■ **Work required**:
Copy the entries from the beginning through the line containing "[0,131,320,214]", swapping "Review" for "Inspect" and leaving everything else unchanged.

■ **Data entries**:

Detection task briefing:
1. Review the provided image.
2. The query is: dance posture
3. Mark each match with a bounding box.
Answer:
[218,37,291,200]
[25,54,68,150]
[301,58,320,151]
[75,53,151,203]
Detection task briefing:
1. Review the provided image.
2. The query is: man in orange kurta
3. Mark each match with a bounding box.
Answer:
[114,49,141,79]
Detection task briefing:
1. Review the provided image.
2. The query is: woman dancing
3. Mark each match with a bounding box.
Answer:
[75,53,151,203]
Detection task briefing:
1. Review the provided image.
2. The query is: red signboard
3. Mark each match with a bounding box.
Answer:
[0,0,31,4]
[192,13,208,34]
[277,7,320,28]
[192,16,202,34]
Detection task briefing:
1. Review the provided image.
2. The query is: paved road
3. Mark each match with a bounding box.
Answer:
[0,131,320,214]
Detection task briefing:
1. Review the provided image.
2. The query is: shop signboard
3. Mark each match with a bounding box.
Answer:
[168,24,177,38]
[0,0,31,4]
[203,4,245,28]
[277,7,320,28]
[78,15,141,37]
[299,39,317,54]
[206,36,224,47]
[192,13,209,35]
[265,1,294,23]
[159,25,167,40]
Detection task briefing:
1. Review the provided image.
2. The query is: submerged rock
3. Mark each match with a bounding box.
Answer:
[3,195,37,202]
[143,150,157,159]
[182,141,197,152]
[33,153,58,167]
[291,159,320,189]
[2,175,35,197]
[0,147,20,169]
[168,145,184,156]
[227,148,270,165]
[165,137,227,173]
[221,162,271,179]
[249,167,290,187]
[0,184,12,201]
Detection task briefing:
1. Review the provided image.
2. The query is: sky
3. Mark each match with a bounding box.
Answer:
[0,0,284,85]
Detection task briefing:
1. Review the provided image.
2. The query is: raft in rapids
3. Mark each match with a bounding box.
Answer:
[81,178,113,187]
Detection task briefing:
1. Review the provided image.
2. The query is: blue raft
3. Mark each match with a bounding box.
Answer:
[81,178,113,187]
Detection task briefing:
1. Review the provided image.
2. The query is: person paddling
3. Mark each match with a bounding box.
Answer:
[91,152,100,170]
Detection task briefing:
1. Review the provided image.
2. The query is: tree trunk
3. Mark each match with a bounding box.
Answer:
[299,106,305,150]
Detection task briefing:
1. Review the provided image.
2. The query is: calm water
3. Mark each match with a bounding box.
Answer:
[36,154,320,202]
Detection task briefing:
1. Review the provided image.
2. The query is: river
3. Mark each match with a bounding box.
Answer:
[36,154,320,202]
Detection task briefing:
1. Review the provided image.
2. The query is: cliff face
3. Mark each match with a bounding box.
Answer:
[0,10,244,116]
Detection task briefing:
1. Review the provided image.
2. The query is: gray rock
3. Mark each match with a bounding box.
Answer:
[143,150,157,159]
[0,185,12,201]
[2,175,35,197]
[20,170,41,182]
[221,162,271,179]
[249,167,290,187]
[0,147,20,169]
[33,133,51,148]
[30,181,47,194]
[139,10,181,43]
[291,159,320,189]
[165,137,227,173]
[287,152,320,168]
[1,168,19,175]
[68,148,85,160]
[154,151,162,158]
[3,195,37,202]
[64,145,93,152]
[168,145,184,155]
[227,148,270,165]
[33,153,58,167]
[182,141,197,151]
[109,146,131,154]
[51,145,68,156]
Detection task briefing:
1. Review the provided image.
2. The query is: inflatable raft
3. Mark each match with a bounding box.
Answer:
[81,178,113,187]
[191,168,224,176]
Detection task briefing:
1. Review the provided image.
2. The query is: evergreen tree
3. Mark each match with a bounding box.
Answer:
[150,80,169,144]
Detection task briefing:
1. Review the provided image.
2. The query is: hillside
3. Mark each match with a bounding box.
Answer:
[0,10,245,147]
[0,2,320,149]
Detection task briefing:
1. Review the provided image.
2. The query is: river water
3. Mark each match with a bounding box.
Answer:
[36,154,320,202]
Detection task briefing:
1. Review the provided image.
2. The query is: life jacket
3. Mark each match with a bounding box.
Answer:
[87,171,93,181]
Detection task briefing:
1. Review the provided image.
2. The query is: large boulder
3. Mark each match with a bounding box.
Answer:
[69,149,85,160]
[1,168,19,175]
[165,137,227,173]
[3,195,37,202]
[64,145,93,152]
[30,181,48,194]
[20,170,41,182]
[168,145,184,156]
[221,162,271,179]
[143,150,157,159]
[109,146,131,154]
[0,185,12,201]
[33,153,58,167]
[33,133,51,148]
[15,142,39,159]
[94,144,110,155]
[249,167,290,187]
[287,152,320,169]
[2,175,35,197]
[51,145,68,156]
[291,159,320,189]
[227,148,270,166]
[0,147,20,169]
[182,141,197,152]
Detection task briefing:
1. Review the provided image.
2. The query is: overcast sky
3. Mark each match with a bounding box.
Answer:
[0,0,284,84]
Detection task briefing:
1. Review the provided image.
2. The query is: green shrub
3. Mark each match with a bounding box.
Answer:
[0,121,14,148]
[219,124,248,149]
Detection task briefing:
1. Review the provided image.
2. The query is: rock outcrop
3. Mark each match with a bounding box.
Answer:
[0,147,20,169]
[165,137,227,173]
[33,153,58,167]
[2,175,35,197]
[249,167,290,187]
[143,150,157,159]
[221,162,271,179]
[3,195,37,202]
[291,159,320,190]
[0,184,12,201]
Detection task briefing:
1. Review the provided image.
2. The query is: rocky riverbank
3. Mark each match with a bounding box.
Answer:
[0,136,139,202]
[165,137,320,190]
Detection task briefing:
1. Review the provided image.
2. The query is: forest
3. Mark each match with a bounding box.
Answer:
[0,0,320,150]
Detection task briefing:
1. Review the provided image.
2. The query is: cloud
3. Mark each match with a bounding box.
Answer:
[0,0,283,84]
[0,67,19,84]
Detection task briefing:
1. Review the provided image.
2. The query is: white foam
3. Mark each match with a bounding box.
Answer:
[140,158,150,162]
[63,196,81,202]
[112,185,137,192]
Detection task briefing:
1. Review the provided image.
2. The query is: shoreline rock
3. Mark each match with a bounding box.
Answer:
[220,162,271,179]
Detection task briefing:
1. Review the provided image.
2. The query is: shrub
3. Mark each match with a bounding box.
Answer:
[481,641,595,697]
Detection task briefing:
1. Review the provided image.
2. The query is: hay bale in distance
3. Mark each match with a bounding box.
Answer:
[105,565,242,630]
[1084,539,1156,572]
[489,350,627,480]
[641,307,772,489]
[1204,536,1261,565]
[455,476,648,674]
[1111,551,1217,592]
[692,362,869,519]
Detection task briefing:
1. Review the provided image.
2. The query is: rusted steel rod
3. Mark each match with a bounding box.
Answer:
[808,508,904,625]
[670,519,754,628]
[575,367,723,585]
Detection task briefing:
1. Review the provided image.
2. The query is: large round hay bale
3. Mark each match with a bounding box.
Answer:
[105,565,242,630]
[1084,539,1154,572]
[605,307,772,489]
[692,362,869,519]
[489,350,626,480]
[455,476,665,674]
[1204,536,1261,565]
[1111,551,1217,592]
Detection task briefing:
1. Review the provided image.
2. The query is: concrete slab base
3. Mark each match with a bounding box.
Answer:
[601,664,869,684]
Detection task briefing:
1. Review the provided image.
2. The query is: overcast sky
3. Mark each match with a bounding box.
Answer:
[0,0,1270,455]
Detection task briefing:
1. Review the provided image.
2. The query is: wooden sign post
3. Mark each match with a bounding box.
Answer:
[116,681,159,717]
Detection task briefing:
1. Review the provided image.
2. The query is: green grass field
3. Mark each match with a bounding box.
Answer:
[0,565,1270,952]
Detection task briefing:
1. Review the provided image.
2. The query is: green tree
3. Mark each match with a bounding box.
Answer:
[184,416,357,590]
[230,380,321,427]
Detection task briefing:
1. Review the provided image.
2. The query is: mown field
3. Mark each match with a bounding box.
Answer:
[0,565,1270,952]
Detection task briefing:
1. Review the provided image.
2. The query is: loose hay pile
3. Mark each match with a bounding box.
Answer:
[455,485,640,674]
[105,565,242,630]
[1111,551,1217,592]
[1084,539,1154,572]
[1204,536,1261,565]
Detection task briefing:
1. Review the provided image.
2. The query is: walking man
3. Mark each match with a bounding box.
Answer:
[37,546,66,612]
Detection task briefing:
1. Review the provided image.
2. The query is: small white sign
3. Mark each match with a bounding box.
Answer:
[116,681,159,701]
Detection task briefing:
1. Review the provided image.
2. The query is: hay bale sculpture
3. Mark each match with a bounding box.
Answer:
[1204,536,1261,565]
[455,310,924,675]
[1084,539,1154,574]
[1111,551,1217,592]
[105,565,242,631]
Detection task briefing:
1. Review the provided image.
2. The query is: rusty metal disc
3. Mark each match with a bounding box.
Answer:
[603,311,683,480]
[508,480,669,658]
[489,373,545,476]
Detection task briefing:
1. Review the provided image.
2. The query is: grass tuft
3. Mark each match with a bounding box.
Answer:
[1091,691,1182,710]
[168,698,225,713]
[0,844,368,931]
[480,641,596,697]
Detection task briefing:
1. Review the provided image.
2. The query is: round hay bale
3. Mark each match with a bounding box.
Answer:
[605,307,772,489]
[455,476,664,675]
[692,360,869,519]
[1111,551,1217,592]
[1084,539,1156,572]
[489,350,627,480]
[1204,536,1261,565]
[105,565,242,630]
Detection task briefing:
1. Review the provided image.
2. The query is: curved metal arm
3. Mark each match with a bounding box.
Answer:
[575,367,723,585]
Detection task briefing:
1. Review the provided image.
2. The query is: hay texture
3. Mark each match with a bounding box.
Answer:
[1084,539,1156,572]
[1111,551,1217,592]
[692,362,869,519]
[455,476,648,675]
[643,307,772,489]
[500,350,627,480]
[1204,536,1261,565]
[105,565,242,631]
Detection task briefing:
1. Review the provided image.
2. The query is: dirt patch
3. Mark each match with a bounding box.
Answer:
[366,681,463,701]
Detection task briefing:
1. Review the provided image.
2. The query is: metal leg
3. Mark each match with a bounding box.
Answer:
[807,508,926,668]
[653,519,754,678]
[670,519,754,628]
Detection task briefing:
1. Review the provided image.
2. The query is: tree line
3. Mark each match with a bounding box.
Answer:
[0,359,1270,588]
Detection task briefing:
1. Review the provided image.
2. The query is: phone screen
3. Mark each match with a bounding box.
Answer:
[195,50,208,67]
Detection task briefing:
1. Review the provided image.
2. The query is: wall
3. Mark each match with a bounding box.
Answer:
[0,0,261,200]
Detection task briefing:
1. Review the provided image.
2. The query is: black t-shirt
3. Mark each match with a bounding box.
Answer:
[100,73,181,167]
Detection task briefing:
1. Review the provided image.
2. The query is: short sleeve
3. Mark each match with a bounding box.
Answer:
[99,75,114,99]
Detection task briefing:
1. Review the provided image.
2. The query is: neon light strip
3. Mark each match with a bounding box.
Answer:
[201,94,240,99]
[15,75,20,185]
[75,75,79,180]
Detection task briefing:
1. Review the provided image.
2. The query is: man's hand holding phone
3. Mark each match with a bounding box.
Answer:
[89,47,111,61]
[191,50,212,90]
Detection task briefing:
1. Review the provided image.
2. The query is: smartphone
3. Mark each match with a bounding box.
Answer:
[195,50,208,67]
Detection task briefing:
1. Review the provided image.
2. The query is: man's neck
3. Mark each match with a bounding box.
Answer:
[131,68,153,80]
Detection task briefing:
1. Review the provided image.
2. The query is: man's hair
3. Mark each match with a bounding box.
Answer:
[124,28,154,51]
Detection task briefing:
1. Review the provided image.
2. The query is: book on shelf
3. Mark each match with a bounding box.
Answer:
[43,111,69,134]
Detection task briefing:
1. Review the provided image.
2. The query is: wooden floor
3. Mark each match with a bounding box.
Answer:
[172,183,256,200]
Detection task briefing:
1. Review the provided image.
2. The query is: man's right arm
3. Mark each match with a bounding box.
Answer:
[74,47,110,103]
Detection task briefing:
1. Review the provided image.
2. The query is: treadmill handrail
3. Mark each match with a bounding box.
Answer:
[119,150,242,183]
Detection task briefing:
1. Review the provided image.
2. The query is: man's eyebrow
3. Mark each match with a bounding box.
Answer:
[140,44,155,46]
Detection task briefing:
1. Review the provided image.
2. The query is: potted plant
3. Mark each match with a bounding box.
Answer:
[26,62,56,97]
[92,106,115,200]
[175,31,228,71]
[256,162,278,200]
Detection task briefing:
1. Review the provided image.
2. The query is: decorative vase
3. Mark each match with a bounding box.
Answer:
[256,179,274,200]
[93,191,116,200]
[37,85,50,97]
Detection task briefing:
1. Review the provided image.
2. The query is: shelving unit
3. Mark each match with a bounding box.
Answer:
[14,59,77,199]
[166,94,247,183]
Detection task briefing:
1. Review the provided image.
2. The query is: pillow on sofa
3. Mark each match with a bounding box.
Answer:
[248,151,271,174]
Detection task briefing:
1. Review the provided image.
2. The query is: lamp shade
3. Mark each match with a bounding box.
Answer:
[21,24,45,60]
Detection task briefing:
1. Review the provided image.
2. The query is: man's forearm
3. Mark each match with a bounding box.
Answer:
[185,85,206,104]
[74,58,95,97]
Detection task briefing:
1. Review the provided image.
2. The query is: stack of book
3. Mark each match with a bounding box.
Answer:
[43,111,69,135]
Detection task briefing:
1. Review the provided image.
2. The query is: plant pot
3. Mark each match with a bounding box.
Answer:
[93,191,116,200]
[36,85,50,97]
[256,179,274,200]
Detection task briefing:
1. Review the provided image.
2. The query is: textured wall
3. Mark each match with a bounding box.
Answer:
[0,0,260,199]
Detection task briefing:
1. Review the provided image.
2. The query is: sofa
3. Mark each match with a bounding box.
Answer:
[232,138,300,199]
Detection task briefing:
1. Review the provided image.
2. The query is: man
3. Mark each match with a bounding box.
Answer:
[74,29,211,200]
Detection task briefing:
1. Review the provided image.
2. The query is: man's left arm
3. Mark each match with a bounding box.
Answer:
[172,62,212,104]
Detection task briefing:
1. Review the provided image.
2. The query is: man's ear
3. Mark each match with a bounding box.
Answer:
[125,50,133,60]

■ **Final result**:
Detection task briefing:
1. Inspect the provided image.
2. The query is: dance posture
3. Mark each match with a bounding box.
Answer:
[218,37,291,200]
[25,54,68,150]
[301,58,320,151]
[75,53,151,203]
Detection task briefing:
1. Inspect the provided image.
2. The query is: man in orange kurta
3. Mark each match with a bounding box.
Answer:
[114,49,141,79]
Detection task briefing:
1. Inspect the provided image.
2. The query is: woman dancing
3. Mark each match with a bounding box.
Answer:
[75,53,151,203]
Detection task briefing:
1. Inspect the provided image.
2. The query is: red signboard
3. Mark each match with a bounding box.
Answer:
[0,0,31,4]
[192,13,208,34]
[277,7,320,28]
[192,16,202,34]
Detection task briefing:
1. Inspect the provided image.
2. The query is: paved road
3. Mark each match with a bounding box.
Answer:
[0,131,320,214]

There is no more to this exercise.